## Extract to read
The provision means that state-backed RBS is unlikely to make a profit in 2016, the ninth straight year the bank has failed to make an annual profit.
RBS is preparing to start negotiations with the US Department of Justice over a settlement of the mis-selling claims, the timing of which is still uncertain.
“This bank, and of course the British taxpayers, have paid a very heavy price for the decisions that were made at RBS before the crisis,” RBS Chief Executive Ross McEwan said on a conference call with reporters yesterday.
“Today’s announcement is yet another painful example of that legacy,” he said.
This is the first time RBS has set aside any money to directly cover a settlement with the US Department of Justice over the alleged decades-old mis-selling of mortgage-backed securities.
RBS is the latest European bank that needs to reach a settlement with US authorities. Credit Suisse earlier this month agreed to pay $5.3 billion (Dh19.47 billion) and Deutsche Bank agreed to pay $7.2 billion to settle their respective misselling cases.

## To do
Write the next part of the news report on the RBS mis-selling settlement, continuing after its final sentence.

[Position annotation lines]
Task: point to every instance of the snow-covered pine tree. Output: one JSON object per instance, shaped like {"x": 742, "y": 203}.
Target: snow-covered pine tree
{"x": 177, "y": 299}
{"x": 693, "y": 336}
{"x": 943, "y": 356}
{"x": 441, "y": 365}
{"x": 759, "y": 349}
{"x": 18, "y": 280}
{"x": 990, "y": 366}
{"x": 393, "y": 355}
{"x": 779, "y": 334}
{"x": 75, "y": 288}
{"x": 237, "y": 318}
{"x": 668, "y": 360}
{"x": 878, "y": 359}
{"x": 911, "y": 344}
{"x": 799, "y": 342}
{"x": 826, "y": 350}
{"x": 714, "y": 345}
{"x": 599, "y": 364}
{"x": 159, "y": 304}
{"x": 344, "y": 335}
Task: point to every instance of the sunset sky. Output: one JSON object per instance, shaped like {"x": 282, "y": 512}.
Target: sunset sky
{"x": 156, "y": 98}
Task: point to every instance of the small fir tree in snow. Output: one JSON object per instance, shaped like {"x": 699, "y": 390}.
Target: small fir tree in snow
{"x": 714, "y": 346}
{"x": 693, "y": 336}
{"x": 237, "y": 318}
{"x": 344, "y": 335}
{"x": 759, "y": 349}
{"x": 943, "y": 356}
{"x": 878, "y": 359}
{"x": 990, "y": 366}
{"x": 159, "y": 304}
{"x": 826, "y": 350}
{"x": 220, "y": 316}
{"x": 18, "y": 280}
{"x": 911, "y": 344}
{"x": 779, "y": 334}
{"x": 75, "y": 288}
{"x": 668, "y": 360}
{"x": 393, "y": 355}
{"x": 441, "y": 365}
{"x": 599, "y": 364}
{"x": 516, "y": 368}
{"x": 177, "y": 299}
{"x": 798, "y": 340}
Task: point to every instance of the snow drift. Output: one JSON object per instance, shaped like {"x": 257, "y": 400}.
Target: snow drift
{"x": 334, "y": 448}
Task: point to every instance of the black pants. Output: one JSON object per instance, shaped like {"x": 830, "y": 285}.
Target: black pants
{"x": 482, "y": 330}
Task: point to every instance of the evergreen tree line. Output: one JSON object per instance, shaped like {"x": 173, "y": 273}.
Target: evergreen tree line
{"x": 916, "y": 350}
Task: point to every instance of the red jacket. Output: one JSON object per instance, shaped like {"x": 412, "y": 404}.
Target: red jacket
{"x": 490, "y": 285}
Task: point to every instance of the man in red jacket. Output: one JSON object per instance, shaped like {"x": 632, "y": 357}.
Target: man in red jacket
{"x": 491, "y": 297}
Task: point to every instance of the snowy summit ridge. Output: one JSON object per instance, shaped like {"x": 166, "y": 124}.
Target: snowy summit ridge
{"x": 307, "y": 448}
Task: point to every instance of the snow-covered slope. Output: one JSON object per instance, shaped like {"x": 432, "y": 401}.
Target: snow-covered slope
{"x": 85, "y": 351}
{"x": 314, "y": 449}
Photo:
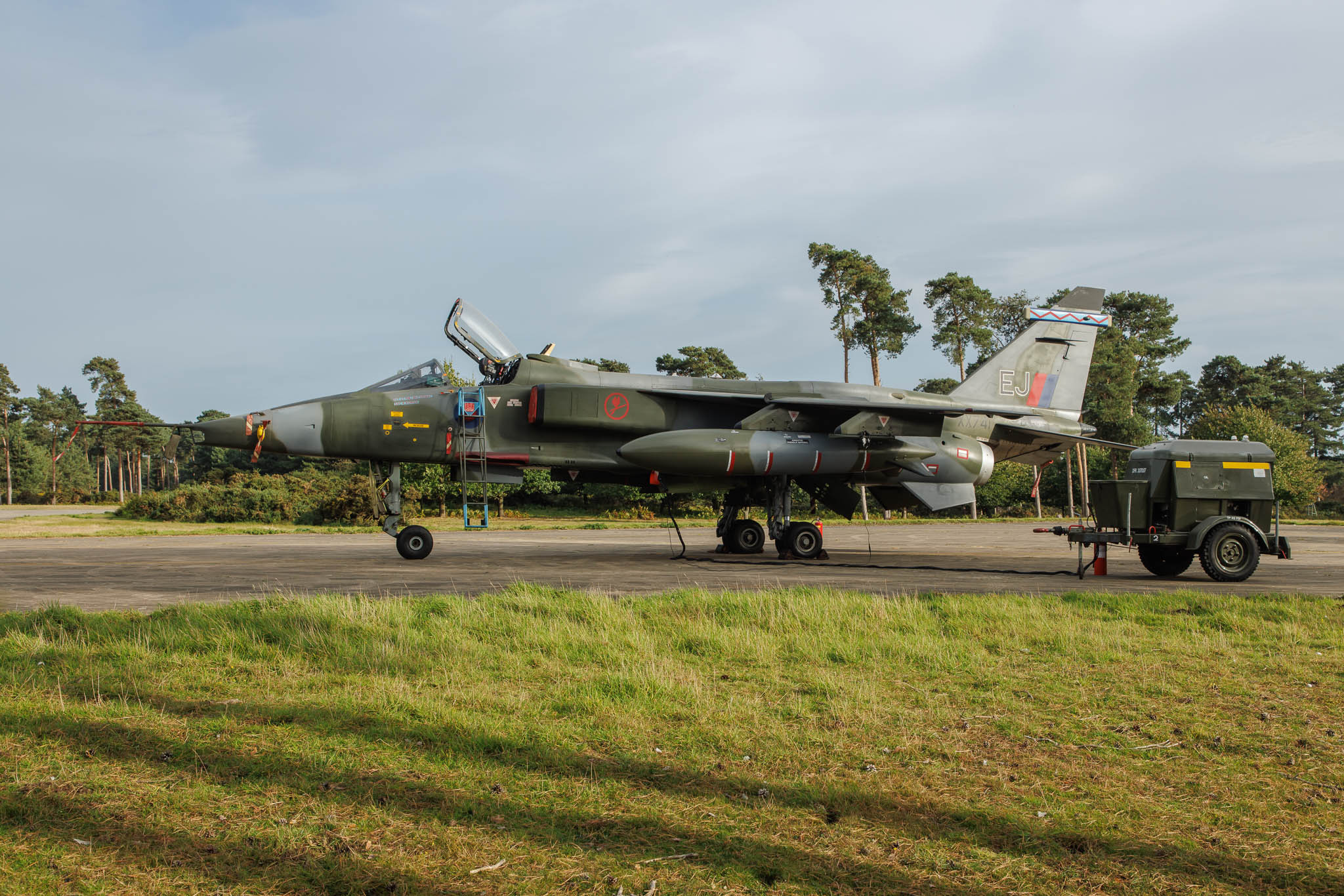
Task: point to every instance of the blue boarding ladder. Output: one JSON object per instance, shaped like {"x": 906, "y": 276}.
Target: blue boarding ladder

## Exercise output
2012 initiative
These settlements stem from an initiative launched in 2012 by former US President Barack Obama to hold Wall Street accountable for misconduct in the sale of the securities that helped to trigger the worst economic crisis since the Great Depression.
Analysts have estimated the bank could have to pay the US Department of Justice as much as £9 billion in the next few months. Even the lowest estimate of £2 billion would make it the largest fine in the bank’s history.
RBS said the total misconduct bill for mis-selling these securities might exceed its provisions.